Reproduce the portion of the SNC-Lavalin earnings report below word for word, starting at "TORONTO (Reuters) - SNC-Lavalin" and ending at "Toronto Stock Exchange.".

-- SELECTION --
▽

TORONTO (Reuters) - SNC-Lavalin Group Inc (SNC.TO: Quote), Canada’s largest engineering and construction firm, on Friday reported a return to profit in the second quarter that fell sharply below analysts' expectations as problematic, old projects started by previous management continued to hurt the bottom line.

The Montreal-based company has been trying to move past a far-reaching scandal involving allegations of fraud and bribery, and to deal with a remaining backlog of more than C$600 million in challenging projects.

Shares, which had climbed about 20 percent since the start of the year, fell 3.1 percent to C$56.83 on the Toronto Stock Exchange.

The company announced during the quarter that it will buy resource-sector engineering group Kentz Corp for $2 billion to help accelerate its turnaround plan and expand its high-growth and high-margin operations in the oil and gas industry.

△

-- DATASET SECTION --
▽

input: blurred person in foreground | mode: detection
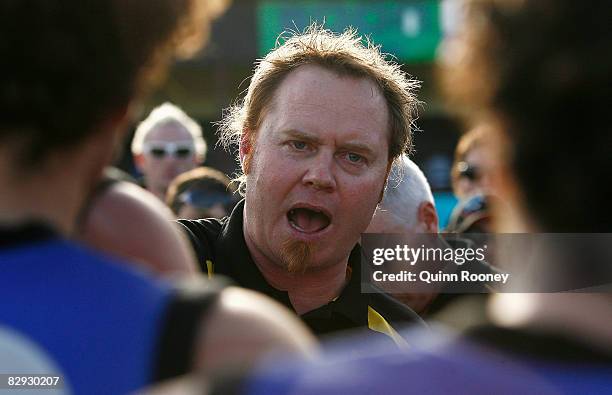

△

-- ANSWER BELOW --
TORONTO (Reuters) - SNC-Lavalin Group Inc (SNC.TO: Quote), Canada’s largest engineering and construction firm, on Friday reported a return to profit in the second quarter that fell sharply below analysts' expectations as problematic, old projects started by previous management continued to hurt the bottom line.

The Montreal-based company has been trying to move past a far-reaching scandal involving allegations of fraud and bribery, and to deal with a remaining backlog of more than C$600 million in challenging projects.

Shares, which had climbed about 20 percent since the start of the year, fell 3.1 percent to C$56.83 on the Toronto Stock Exchange.